TASK OBJECTIVE: Rewrite the records from the line with "- **Query**: person standing" to the line with "left=526, top=257, right=797, bottom=335", both lines included. Leave every line the same except the answer boxes: multiply each of their coordinates by 1.5 and round to a whole number, rounding halves up. The format sample in the instructions stays unchanged.

--- START OF SOURCE RECORDS ---

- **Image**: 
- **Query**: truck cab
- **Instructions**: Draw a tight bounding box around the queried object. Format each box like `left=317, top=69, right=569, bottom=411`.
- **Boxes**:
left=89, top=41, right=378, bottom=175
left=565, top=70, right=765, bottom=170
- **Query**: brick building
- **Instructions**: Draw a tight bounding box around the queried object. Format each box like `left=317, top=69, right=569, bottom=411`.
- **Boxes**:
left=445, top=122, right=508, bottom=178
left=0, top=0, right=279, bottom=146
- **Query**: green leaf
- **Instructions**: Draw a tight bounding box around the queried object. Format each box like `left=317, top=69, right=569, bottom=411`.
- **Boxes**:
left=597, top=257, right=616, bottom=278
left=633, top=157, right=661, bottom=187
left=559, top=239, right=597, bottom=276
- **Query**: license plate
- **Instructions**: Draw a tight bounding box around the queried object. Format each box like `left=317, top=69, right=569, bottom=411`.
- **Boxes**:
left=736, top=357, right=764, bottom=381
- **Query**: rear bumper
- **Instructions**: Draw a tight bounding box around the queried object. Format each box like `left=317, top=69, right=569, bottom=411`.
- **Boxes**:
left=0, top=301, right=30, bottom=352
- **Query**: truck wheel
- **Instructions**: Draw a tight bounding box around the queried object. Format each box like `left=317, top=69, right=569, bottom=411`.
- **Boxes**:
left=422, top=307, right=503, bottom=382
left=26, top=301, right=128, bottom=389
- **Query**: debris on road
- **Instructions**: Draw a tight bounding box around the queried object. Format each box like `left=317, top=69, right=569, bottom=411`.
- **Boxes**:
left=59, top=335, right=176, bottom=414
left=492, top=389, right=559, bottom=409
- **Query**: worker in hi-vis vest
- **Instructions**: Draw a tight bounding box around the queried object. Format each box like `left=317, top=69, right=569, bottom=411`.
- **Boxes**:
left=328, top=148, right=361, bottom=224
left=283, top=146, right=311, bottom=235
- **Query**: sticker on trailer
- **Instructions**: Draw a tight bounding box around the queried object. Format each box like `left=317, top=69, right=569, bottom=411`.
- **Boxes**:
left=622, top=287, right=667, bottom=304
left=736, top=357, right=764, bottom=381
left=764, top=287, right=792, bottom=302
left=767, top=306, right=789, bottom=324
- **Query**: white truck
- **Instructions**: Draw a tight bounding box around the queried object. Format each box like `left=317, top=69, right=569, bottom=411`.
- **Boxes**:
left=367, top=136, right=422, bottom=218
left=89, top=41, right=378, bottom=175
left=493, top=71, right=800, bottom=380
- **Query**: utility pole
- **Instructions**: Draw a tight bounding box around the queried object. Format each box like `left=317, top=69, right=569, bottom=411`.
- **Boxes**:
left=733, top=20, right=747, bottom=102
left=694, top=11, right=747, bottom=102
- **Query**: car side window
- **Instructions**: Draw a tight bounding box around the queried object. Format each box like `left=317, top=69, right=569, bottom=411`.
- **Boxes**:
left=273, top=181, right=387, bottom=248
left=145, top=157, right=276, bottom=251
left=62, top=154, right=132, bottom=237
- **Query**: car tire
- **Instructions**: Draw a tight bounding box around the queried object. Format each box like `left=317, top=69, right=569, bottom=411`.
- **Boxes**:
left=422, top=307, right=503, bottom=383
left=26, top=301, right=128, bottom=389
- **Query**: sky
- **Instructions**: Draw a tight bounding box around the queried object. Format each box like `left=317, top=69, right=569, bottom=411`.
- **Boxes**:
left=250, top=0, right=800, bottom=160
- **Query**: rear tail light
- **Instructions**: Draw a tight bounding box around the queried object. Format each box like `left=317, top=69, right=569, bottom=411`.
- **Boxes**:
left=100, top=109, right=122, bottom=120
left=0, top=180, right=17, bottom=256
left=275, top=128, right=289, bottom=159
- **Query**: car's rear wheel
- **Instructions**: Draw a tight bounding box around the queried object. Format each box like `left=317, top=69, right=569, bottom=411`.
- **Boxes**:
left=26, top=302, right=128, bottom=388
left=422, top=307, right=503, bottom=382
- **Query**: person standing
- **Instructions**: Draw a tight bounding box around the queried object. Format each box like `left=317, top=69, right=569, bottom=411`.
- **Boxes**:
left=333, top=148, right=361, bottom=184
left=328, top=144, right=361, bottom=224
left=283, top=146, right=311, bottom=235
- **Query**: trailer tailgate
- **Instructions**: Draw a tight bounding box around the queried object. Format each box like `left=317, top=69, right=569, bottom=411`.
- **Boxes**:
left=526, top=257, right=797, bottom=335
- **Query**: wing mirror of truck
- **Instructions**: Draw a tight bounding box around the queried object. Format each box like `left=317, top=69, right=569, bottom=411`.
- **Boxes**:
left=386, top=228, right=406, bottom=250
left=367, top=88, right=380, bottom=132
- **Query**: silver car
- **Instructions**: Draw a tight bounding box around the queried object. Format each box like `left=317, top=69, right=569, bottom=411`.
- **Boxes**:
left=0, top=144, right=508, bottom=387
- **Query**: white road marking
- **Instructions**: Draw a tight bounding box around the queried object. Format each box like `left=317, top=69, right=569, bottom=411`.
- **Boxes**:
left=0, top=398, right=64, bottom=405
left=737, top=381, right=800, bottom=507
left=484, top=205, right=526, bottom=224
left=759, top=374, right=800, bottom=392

--- END OF SOURCE RECORDS ---

FULL RESPONSE:
- **Query**: person standing
- **Instructions**: Draw a tight bounding box around the queried object. Format each box like `left=317, top=69, right=569, bottom=411`.
- **Boxes**:
left=500, top=222, right=542, bottom=276
left=492, top=216, right=542, bottom=336
left=425, top=219, right=467, bottom=353
- **Query**: trailer tailgate
- **Instructions**: Draw a tight bounding box around the queried object. Format each box like `left=317, top=69, right=569, bottom=411`.
- **Boxes**:
left=789, top=386, right=1196, bottom=503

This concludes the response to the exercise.